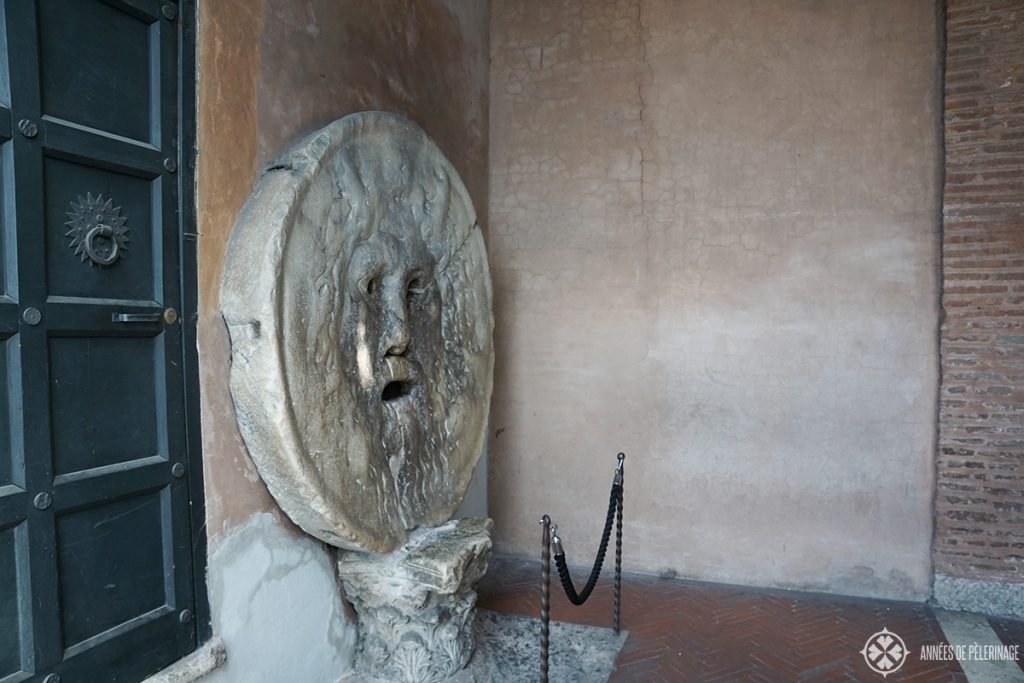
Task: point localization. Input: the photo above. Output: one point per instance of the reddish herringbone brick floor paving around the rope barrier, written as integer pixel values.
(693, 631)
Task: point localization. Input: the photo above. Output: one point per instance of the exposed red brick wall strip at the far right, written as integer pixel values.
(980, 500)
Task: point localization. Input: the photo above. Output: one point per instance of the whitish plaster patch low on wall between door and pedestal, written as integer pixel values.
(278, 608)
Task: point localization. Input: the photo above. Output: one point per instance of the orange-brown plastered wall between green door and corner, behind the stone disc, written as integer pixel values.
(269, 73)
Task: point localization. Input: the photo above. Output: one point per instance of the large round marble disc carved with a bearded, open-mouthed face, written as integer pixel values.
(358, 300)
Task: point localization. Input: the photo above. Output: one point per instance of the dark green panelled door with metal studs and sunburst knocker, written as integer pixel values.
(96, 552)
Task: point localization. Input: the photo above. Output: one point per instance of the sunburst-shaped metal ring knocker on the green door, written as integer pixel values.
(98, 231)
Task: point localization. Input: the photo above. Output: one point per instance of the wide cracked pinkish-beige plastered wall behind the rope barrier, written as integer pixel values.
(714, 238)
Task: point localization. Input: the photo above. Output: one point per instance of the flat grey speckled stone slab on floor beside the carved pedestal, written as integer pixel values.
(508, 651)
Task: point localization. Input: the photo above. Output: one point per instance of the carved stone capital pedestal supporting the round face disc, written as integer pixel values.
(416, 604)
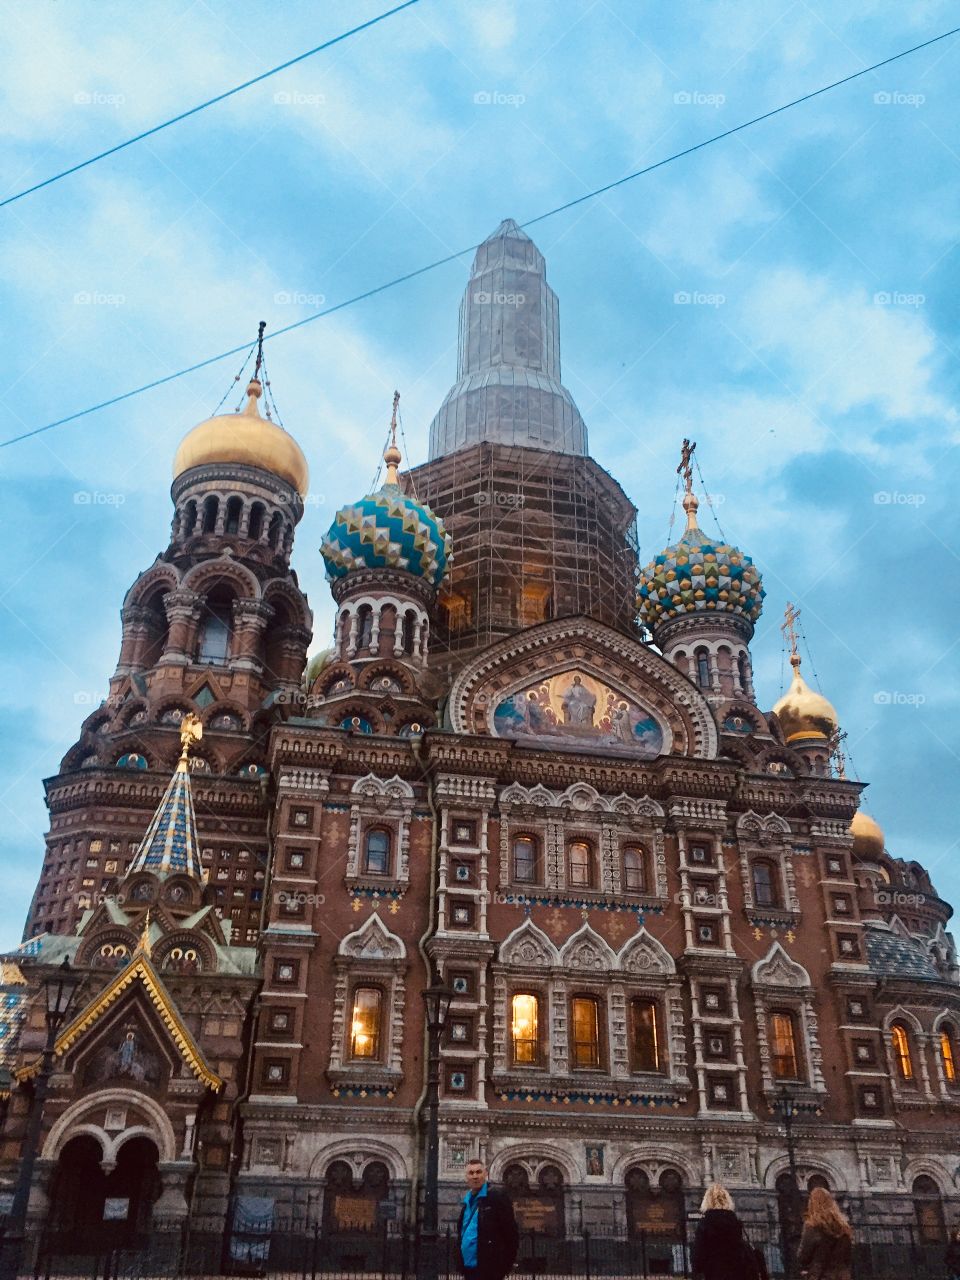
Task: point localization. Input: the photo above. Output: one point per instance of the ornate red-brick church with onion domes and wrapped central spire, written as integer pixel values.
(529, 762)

== What is being asked ==
When you repeat the data, keep every line exact and drop the images.

== Response area ==
Task: point localization. Input: the photo above. Output: one point per instance of the reddish herringbone brick floor paving around the rope barrier, written as integer pixel values.
(693, 631)
Task: point localization. Input: the photo above. Output: one point per instance of the exposed red brick wall strip at the far right, written as integer pixel values.
(980, 500)
Task: point localization. Input: the photo above. Output: one point per instance of the whitish plaster patch low on wall between door and pedestal, written as integer pixel values.
(278, 608)
Task: point localization. Input: the photo above. Output: one point per instance of the orange-brown plastered wall between green door and corner, behind the stone disc, written as integer pixel values.
(269, 73)
Task: point localization. Input: the photo above. Output: one point per instance of the large round marble disc carved with a bearded, open-mouthed face, written as integer pixel values.
(358, 300)
Task: point localization. Input: the photo above. Output: one point per instance of the dark green panelled door with metal studs and sunburst knocker, written as integer pixel values.
(96, 552)
Task: point localization. Input: the photo above. Output: one point per instance of the sunburst-shaped metal ring knocker on the green door, written as integer pixel values.
(98, 231)
Task: point localization. Input: the photo above. Output: one point per instance of the wide cracked pinkish-beige plastered wall behind the rope barrier, written as integer pixel values.
(714, 238)
Task: point localization. Input: the photo above. Output: one point per instance of the flat grey speckled stone slab on floor beside the carved pedestal, written as integer pixel values.
(508, 651)
Task: point localization. Input: the photo above. Output: one point per instance of the carved stone capital pedestal supporting the round face disc, written as integer pixel values.
(416, 604)
Task: point localization. Input: the photo above. Output: one point per instance of the ornate red-brick church with onion domes and wrapped central spire, written as integer pixel values.
(529, 762)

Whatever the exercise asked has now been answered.